Many challenges around data management are not exactly new. Big Data’s three Vs (volume, velocity, variety) turn what used to be mere inconvenience into major pain points.
Historically & literally: HDF5 = H ierarchical D ata F ormat v 5
The meaning of a word is its use in the language. (Wittgenstein)
Depending on your use HDF5 is:
- A generic (=not specific) data management interface with a bent
toward multi-dimensional arrays
- HDF5 sits on the periphery
- You get some of the benefits, e.g., portability
- A data management interface toolkit.
- HDF5 is part of the fabric
- You create domain-specific interfaces to manage self-describing data representations
- You get a streamlined data life cycle
HDF5-based interfaces often surpass other solutions in power, sophistication, simplicity, performance, and portability.
Items are presented in a hierarchically structured name space
Complex data & Metadata
- (Complex = consisting of interconnected or interwoven parts, composite)
- Physical experiments & observational data
- Simulations
- Values of function evaluations
- Streams
Data is “caught” in a web of objects. Links and nodes can be pre-defined or user-defined items.
An arrangement of data such that it can be processed or stored by a computer
Many different layouts exist for such HDF5 containers:
- Single file
- Multiple files
- Memory buffers
- Collection of objects in Intel DAOS or Amazon S3
- …
And you can create your own layouts!
We’ve tried (in versions 1,2,3, 4) to make all original mistakes for you!
The introduction to Andrew Collette’s book
begins with an intuitive example.
Suppose we have multiple weather stations for which we would like to record temperature and wind speed time series. Let’s also assume that we acquire those samples at fixed sampling intervals.
This snippet of Python code shows how to arrange measurements from multiple stations in a single HDF5 container and how to capture important metadata such as platform characteristics and sampling rates.
——————
§ **Task requirements**:
1 – Retype the HDF5 overview from "An arrangement of" to "mistakes for you!".
2 – Write what comes next in the HDF5 overview, starting after its last sentence.
The data that comes next is not needed.

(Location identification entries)
——————
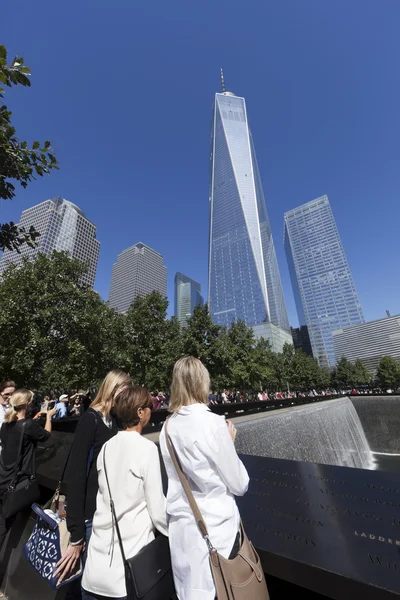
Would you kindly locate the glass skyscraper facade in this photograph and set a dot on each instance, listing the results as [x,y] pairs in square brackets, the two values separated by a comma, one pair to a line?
[62,227]
[244,280]
[139,270]
[323,287]
[187,297]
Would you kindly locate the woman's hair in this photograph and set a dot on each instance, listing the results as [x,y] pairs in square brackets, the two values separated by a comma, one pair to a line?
[20,400]
[190,383]
[114,381]
[6,384]
[128,402]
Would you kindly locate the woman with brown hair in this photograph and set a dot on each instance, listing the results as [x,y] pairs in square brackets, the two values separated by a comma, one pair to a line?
[96,426]
[134,479]
[16,425]
[7,388]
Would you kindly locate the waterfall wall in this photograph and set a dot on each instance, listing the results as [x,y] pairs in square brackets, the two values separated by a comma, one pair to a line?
[330,433]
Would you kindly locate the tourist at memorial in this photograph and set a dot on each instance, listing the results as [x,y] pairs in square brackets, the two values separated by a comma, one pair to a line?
[19,436]
[7,388]
[96,426]
[61,407]
[204,444]
[134,478]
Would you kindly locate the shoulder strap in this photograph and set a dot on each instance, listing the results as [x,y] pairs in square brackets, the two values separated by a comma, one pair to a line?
[18,462]
[185,484]
[113,513]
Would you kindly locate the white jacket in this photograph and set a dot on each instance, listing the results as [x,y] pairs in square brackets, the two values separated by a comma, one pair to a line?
[215,474]
[133,468]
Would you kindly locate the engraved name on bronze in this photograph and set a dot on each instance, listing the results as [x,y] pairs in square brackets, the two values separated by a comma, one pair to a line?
[377,538]
[288,536]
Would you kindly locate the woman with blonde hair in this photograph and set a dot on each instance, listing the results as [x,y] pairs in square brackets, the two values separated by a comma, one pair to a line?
[204,443]
[16,425]
[96,426]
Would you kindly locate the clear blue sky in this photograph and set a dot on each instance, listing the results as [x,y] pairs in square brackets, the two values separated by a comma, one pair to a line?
[124,91]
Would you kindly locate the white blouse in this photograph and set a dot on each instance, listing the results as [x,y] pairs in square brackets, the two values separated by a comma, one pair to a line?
[133,468]
[215,474]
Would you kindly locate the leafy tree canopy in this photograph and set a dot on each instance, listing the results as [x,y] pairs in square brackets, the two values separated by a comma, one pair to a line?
[19,161]
[56,332]
[388,373]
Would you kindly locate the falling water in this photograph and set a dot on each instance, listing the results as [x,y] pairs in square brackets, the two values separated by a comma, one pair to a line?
[330,433]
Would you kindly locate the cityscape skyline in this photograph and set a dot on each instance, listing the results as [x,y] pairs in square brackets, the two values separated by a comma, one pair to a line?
[323,122]
[187,297]
[243,279]
[63,227]
[138,271]
[322,283]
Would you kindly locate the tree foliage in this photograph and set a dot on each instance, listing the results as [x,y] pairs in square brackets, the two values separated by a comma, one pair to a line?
[347,374]
[19,161]
[388,373]
[56,332]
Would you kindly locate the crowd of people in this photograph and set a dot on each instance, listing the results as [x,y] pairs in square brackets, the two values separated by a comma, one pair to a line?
[109,454]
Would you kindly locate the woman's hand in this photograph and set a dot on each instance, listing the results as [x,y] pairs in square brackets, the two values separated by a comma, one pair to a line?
[68,562]
[232,430]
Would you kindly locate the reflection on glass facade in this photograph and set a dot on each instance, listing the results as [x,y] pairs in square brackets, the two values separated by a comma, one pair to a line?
[324,291]
[187,297]
[244,280]
[62,227]
[369,342]
[139,270]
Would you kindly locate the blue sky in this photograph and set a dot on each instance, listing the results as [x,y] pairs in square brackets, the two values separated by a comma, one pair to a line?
[124,91]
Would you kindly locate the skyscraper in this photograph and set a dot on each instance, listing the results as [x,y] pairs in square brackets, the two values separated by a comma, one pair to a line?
[62,226]
[138,271]
[244,280]
[187,297]
[324,291]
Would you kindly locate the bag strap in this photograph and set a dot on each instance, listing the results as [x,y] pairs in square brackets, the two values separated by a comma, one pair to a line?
[201,524]
[56,495]
[18,462]
[113,513]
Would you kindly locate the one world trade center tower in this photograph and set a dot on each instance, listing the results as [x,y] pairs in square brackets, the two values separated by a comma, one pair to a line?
[243,274]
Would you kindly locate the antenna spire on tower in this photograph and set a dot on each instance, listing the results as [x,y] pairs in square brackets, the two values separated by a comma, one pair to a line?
[223,81]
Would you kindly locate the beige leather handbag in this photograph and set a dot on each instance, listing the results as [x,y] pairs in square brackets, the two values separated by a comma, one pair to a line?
[240,578]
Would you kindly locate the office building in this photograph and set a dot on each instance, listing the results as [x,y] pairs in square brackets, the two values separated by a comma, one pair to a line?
[324,291]
[138,271]
[369,341]
[301,339]
[276,336]
[244,280]
[187,297]
[62,227]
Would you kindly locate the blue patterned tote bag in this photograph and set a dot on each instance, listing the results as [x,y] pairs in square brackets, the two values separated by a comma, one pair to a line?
[46,545]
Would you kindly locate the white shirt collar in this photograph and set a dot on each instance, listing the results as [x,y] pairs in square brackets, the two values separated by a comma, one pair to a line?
[186,410]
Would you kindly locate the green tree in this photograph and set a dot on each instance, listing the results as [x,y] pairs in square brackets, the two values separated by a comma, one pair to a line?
[19,162]
[55,331]
[361,374]
[241,366]
[388,373]
[343,375]
[323,376]
[304,372]
[263,366]
[147,336]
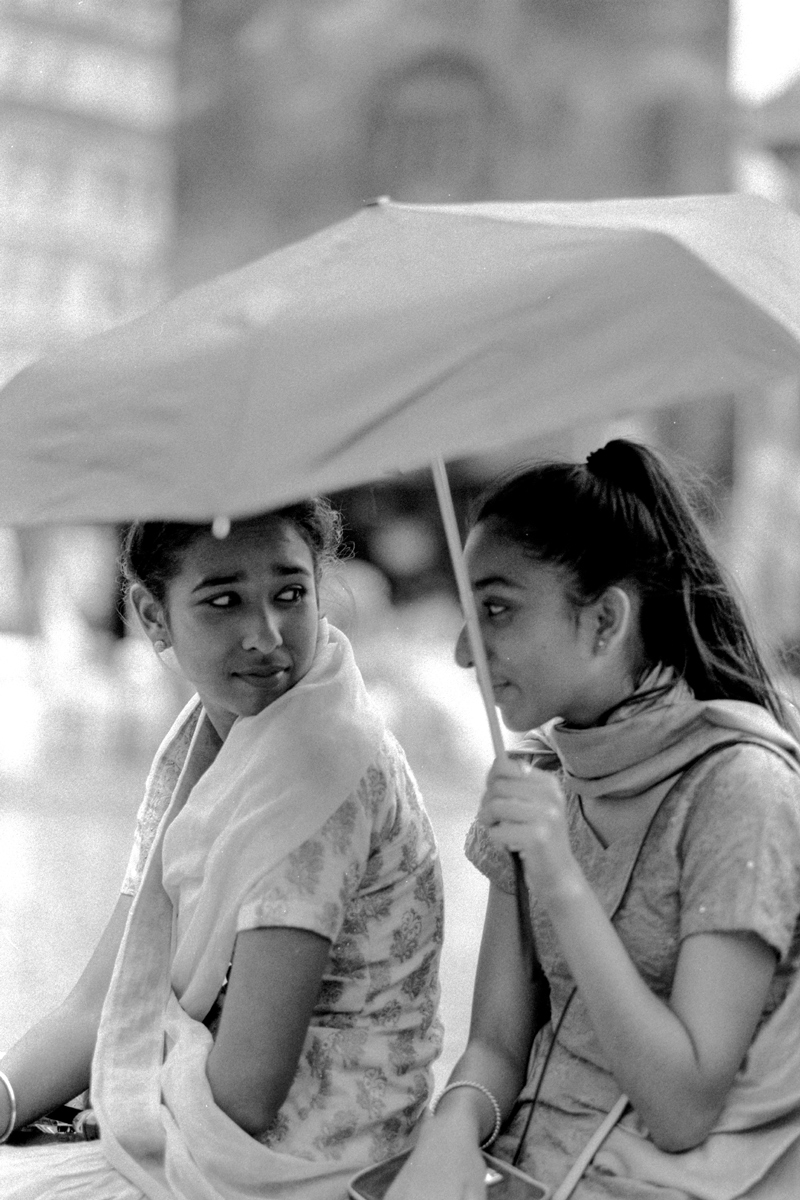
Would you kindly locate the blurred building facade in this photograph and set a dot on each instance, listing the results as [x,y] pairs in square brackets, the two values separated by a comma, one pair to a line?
[293,114]
[86,108]
[86,205]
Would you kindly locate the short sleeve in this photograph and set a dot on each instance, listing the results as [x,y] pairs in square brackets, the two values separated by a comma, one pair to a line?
[310,888]
[741,850]
[497,864]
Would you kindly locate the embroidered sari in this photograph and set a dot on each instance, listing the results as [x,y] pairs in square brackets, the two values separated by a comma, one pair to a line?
[713,791]
[233,814]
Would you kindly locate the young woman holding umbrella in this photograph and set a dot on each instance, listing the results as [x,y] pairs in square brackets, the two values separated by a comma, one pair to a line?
[269,979]
[642,939]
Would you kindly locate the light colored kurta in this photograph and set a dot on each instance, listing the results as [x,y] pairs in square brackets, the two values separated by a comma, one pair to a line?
[722,853]
[307,816]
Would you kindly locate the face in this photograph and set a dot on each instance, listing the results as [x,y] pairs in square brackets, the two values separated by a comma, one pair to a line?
[241,617]
[539,647]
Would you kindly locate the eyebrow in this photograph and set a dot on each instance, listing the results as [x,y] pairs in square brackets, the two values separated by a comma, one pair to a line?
[216,581]
[492,581]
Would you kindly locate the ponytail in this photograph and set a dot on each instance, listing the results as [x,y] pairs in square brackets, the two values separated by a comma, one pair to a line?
[624,517]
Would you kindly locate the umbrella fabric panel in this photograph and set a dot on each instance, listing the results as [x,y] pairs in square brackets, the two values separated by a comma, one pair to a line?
[751,243]
[401,333]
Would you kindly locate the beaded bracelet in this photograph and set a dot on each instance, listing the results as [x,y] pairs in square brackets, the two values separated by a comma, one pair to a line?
[12,1098]
[479,1087]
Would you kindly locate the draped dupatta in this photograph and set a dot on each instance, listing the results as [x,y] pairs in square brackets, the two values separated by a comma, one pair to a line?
[235,811]
[755,1147]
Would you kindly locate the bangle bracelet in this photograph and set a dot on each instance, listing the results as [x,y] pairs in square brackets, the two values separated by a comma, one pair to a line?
[479,1087]
[12,1099]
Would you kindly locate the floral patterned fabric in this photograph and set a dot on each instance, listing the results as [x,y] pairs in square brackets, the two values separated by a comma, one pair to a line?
[370,881]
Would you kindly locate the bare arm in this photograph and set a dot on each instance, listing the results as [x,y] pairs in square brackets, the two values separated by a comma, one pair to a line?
[272,988]
[509,1006]
[52,1062]
[677,1061]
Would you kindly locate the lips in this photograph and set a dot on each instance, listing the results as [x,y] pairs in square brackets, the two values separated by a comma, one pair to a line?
[263,676]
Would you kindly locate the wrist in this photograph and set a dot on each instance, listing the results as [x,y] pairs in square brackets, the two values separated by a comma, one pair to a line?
[564,895]
[470,1109]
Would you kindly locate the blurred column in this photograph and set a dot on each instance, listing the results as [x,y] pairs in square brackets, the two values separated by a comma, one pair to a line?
[86,114]
[763,543]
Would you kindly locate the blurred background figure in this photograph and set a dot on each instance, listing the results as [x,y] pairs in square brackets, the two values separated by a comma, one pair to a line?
[149,144]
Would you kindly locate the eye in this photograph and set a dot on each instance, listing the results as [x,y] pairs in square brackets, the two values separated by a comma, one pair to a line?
[292,594]
[494,609]
[224,600]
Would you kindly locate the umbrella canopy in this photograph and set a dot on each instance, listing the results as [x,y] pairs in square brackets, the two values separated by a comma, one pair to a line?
[402,333]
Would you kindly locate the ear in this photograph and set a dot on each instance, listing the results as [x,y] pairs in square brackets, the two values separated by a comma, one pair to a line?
[611,619]
[150,613]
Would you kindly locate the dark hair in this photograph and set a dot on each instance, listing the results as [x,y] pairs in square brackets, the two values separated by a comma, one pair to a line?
[623,516]
[152,550]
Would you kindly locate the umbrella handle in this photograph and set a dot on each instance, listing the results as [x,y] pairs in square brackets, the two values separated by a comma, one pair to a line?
[467,601]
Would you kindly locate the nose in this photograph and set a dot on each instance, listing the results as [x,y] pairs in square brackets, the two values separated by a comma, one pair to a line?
[463,655]
[262,631]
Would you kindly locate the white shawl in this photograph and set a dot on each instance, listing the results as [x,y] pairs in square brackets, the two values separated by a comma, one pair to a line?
[275,781]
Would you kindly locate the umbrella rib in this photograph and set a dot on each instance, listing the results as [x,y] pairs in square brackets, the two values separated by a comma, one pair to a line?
[401,406]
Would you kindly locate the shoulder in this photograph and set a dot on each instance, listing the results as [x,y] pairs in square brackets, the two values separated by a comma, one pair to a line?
[749,778]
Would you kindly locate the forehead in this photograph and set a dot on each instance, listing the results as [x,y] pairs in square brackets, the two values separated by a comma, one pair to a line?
[494,559]
[256,545]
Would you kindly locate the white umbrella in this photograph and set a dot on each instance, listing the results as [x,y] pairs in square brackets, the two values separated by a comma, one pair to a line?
[403,333]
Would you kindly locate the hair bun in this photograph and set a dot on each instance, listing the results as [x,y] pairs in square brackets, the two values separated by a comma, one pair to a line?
[619,463]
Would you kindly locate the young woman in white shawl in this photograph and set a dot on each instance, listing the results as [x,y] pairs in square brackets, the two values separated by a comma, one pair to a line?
[259,1018]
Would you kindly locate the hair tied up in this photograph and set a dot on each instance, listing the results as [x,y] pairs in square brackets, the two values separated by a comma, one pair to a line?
[617,463]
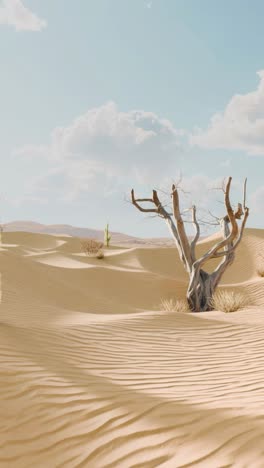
——————
§ **Final answers**:
1 –
An arrangement of data such that it can be processed or stored by a computer
Many different layouts exist for such HDF5 containers:
- Single file
- Multiple files
- Memory buffers
- Collection of objects in Intel DAOS or Amazon S3
- …
And you can create your own layouts!
We’ve tried (in versions 1,2,3, 4) to make all original mistakes for you!

2 –
import h5py, numpy as np, platform as pfm
# Weather stations record temperatures and wind speeds
with h5py.File('hello.hdf5', 'w') as f:
f.attrs['system'] = pfm.system();
f.attrs['release'] = pfm.release();
f.attrs['processor'] = pfm.processor();
# station ID 15
temperature = np.random.random(1024)
dt = 10.0 # Temperature sampled every 10 seconds
wind = np.random.random(2048)
dt_wind = 5.0 # Wind speed sampled every 5 seconds
f['/15/temperature'] = temperature
f['/15/temperature'].attrs['dt'] = dt
f['/15/wind'] = wind
f['/15/wind'].attrs['dt'] = dt_wind
# station 20
# f["/20/..."] = ...
from pathlib import Path
print('File size: {} bytes'.format(Path('hello.hdf5').stat().st_size))
File size: 32768 bytes
After running the example, we have an HDF5 file containing temperature and wind speed time series from one or more weather stations.
Judging from our Hello, HDF5!
example, we are dealing with nested groupings of
arrays. There’s one grouping for each weather station and there are two array
variables (temperature
and wind
) per grouping. This is almost accurate, except
that all weather station groupings are part of the so-called root group, and
that there are additional decorations (system characteristics, sampling rates).
For the purpose of this introduction, it’s OK to think of an HDF5 container as a file system in a file. (Of course, as long as there is a file…)
Speaking informally, the HDF5 data model includes two primitives and a set of combination rules. HDF5 is about describing array variables and their relationships.
(Datasets and attributes are roles in which array variables can be used in HDF5, and different rules apply to them.)
People often miss the simplicity of the HDF5 data model for irrelevant technical details. HDF5 represents data as (values of) variables and relationships among them. Isn’t that how mathematical models work? If there is any “secret sauce” to HDF5, this is it, and it’s hidden in plain sight.
HDF5 couldn’t survive without users, without CONTRIBUTORS, or without an ecosystem. Unless you are writing C code all the time (condolences!), it’s very likely that you are benefitting from the work of someone who doesn’t work for The HDF Group. Support us to support them, or support them directly!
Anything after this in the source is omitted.